Excerto -

□ □ □ □ □

Felizmente para os lineares - nome dado aos mortais - que coexistiram com Harry August, ele não era tão auto-centrado como eu, e tinha motivações que iam para além do próprio umbigo. Valeu-lhes isso porque, depois de ser alertado que o fim do mundo se aproximava cada vez mais cedo, decidiu agir e tentar descobrir qual seria a causa.
« Pode não ter qualquer importância para nós, pode até ser irrelevante, no grande esquema das coisas. Mas nesse grande esquema há biliões de pessoas só neste século para quem isso é muito relevante, e , ainda que possamos ter mais tempo do que elas, são muito mais numerosas do que nós. As nossas acções... têm consequências.»
É nesta demanda pela salvação do mundo, que Harry August se irá cruzar com aquele que será, ao mesmo tempo, o seu maior amigo e inimigo. Aquele com cujos ideais e objectivos discorda mas que, ao mesmo tempo, o seduzem. A escolha que Harry terá de fazer é simples: salvar o mundo, ou criar um mecanismo que permitirá ver tudo o que foi, o que é, e o que será ? Viver como um linear, ou tornar-se Deus ?
Pessoalmente ad♥rei este livro! Foi daqueles que me manteve sempre mega curiosa acerca do que viria a seguir, e sobre o que é que Harry August iria fazer de diferente naquela vida. Se há uma coisa que eu gosto nos livros é quando eles ficam connosco mesmo depois de termos terminado de os ler.
Sabem como é...
Há aqueles em que lemos e pronto.
História encerrada, livro de volta para a prateleira.
Depois temos os outros livros...
Lemos e ficamos a remoer naquilo dias e dias seguidos...
Parece que andamos a sonhar acordados.
Para mim As Primeiras Quinze Vidas de Harry August enquadraram-se neste último e ainda agora, quase uma semana depois de ter terminado a leitura, dou comigo a pensar nas possibilidades que adviriam de viver a mesma vida várias vezes. Tantas possibilidades...
Para além disto, temos as personagens.

□ □ □ □ □

Perguntas e tarefas -
a) Responda a cada pergunta com o que está escrito no excerto:
(i) Que nome é dado aos mortais?
(ii) Qual é o título do livro?
(iii) Quanto tempo tinha passado desde o fim da leitura?
b) Diga se cada afirmação está de acordo com o excerto e cite as palavras que o provam:
(i) Harry August era mais auto-centrado do que quem escreve.
(ii) Uma das opções de Harry é criar um mecanismo que permite ver tudo o que foi, o que é e o que será.
(iii) Depois de acabar a leitura, quem escreve deixou logo de pensar no livro.
c) Reproduza sem alterações o trecho do excerto que vai desde "História encerrada, livro" até "temos as personagens.", incluindo estas palavras.
Responda apenas com base no que diz o excerto.

□ □ □ □ □

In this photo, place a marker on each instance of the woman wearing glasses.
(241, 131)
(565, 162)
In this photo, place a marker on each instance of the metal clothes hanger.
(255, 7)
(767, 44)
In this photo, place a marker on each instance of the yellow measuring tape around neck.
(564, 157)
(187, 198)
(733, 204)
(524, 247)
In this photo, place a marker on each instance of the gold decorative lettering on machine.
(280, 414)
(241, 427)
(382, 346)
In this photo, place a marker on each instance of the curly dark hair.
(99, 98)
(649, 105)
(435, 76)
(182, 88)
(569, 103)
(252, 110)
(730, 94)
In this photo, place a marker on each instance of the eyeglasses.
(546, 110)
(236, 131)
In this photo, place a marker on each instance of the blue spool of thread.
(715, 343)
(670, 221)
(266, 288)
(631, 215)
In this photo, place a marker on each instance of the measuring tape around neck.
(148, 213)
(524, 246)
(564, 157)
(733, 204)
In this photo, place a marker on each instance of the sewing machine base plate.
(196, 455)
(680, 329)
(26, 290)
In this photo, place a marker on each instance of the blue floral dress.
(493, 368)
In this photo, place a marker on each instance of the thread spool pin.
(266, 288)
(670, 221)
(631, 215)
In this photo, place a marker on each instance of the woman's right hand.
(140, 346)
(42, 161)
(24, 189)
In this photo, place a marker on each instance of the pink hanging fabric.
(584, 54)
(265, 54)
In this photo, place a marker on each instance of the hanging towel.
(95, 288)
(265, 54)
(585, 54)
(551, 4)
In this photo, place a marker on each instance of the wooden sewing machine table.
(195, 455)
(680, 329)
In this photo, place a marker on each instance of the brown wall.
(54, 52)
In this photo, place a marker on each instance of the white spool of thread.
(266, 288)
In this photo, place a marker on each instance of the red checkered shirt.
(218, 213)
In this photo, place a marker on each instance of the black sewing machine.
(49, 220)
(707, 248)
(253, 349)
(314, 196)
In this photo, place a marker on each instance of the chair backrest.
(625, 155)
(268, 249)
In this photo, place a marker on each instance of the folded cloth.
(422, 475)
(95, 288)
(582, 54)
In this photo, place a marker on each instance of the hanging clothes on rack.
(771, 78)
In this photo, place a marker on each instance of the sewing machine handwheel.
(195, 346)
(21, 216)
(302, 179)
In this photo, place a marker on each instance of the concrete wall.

□ □ □ □ □

Tarefas resolvidas -
a)
(i) Lineares.
(ii) As Primeiras Quinze Vidas de Harry August.
(iii) Quase uma semana.

b)
(i) Não: "ele não era tão auto-centrado como eu".
(ii) Sim: "salvar o mundo, ou criar um mecanismo que permitirá ver tudo o que foi, o que é, e o que será".
(iii) Não: "ainda agora, quase uma semana depois de ter terminado a leitura, dou comigo a pensar nas possibilidades que adviriam de viver a mesma vida várias vezes".

c)
História encerrada, livro de volta para a prateleira.
Depois temos os outros livros...
Lemos e ficamos a remoer naquilo dias e dias seguidos...
Parece que andamos a sonhar acordados.
Para mim As Primeiras Quinze Vidas de Harry August enquadraram-se neste último e ainda agora, quase uma semana depois de ter terminado a leitura, dou comigo a pensar nas possibilidades que adviriam de viver a mesma vida várias vezes. Tantas possibilidades...
Para além disto, temos as personagens.